(What to do):
a) Answer these questions from the forum thread about getting into UCLA film school, marking your answers (i), (ii), (iii):
(i) How many students did someone from UCLA tell drewbert are accepted into the film school?
(ii) According to Jerry Prokosch, what does the school look at to decide whether an applicant meets the overall school requirements?
(iii) What does Jerry Prokosch say is the only way to know for sure how a school handles admissions?
b) For each statement, say whether it agrees with the forum thread about getting into UCLA film school, and quote the words from the thread that decide it. Mark your answers (i), (ii), (iii).
(i) drewbert says students at UCLA can start the film program in their freshman year.
(ii) Jerry Prokosch says he applied to UCLA.
(iii) Jerry Prokosch says that at some schools the department makes all of the decisions.
c) Write the next part of the forum thread about getting into UCLA film school, starting after its final sentence.

(Selected text):
** start **

# get into ucla film...



## drewbert (Jun 27, 2007)

hi. i know that at ucla you cannot start the film program until you junior year, but i was wondering, how do you go about making sure you get into the film school. just the other day, someone from ucla told me that only 30 students are accepted into the film school. what happens if you apple to ucla, are accepted, but then dont get into the film school come freshman year. is there any guarentee when you originally apply?


----------



## Jerry Prokosch (Jun 28, 2007)

I didn't apply to UCLA, but typically the way this works is that if either the school or the department turns you down, then you're not invited at all.  

The school looks at your academic record and test scores (the statistical garbage) and decides if you meet the overall school requirements.  Then, if you do, your application gets passed on to the specific department (in your case, the film department).  The department then evaluates your application.  

So the way to look at it isn't as two separate applications.  Just one application that has to make it past two parts of the same school.  This is why, when you mail in your application, some of your materials get sent to the admissions office and some get sent directly to the film department.

But not all schools work the same way.  At some schools, the department makes all of the decisions.  The only way to know for sure is to read all of the material on the school website about admissions procedures.  Usually the process is pretty clearly outlined.

** end **

(Extracted material):
** start **

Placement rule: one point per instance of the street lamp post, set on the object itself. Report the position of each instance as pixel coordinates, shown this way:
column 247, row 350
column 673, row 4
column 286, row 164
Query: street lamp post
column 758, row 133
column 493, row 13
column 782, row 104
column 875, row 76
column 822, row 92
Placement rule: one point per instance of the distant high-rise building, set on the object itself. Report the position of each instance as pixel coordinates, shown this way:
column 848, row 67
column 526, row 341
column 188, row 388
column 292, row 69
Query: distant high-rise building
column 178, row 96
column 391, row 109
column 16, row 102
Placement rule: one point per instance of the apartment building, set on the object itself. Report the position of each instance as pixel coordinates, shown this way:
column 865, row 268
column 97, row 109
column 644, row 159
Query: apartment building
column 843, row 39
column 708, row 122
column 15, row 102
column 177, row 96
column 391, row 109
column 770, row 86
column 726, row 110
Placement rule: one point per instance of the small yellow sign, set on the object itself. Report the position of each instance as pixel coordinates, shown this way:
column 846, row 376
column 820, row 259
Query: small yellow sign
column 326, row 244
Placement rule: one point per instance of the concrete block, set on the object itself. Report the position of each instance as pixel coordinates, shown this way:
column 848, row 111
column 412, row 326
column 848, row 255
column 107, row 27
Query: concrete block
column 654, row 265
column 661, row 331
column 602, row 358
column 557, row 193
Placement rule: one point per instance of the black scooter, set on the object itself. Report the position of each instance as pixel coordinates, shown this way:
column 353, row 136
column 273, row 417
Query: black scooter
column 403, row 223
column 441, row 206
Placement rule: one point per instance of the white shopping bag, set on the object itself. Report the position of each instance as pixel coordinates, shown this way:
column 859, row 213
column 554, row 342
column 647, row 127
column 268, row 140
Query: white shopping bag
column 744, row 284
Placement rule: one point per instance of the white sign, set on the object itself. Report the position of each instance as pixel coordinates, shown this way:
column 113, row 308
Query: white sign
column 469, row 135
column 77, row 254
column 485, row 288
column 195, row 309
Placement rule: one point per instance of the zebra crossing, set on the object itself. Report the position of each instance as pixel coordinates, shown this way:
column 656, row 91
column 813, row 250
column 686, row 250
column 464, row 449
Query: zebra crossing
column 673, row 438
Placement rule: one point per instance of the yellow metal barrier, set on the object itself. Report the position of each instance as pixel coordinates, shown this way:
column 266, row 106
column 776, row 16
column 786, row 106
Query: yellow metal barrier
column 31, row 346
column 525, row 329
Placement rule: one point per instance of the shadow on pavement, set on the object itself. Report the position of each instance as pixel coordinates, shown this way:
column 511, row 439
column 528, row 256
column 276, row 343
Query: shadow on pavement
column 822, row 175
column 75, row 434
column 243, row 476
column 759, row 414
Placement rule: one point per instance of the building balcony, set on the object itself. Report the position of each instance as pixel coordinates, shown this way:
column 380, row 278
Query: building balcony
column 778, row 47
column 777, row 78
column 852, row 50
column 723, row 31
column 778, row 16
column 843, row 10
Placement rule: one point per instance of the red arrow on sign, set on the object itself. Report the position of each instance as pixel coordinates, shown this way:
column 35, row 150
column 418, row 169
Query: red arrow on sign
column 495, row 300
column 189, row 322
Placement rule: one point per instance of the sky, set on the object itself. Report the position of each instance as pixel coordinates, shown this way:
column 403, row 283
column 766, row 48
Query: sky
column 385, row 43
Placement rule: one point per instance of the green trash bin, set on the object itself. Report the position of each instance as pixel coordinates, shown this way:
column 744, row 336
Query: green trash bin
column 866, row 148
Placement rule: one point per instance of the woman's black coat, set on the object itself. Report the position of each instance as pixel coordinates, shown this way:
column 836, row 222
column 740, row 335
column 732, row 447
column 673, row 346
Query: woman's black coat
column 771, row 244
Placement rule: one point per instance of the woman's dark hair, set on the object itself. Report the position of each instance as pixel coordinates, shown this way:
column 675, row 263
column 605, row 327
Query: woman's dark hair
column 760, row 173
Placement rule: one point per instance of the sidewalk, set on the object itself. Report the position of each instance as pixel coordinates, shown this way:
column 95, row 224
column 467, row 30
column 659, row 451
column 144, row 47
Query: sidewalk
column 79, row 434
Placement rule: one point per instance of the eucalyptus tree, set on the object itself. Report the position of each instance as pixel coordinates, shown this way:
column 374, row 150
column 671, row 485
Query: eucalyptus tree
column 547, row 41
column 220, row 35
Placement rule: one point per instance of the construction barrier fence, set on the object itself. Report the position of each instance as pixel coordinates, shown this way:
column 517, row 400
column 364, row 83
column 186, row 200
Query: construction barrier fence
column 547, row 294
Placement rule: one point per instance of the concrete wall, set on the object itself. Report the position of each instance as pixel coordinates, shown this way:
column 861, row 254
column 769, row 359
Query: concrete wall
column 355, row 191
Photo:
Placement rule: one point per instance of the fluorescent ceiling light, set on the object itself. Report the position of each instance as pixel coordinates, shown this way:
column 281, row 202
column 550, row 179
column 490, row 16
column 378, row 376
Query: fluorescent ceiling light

** end **

(Written answers):
a)
(i) Only 30 students.
(ii) The applicant's academic record and test scores.
(iii) Reading all of the material on the school website about admissions procedures.

b)
(i) No: "you cannot start the film program until you junior year"
(ii) No: "I didn't apply to UCLA"
(iii) Yes: "At some schools, the department makes all of the decisions."

c)
Good luck.  Long live Chicago.


----------



## drewbert (Jul 1, 2007)

but cant you not apply to the film school until you are a junior?


----------



## pythondrummer (Jul 9, 2007)

yeah.  i just visited the ucla film school.  This is what its all about.  you can only apply your junior year.  Even if u get into UCLA and get all ur GE courses done your freshman and sophomore year, there is no guarantee that you will be accepted into the film school when you apply your junior year.  Now, Because of this, a lot of people will transfer to UCLA in their junior year to do film.  The Film school does accept 30 students.  15 students from UCLA out of about 50 high caliber students.  And then 15 transfers from other schools out of about 200-250 more mediocre students.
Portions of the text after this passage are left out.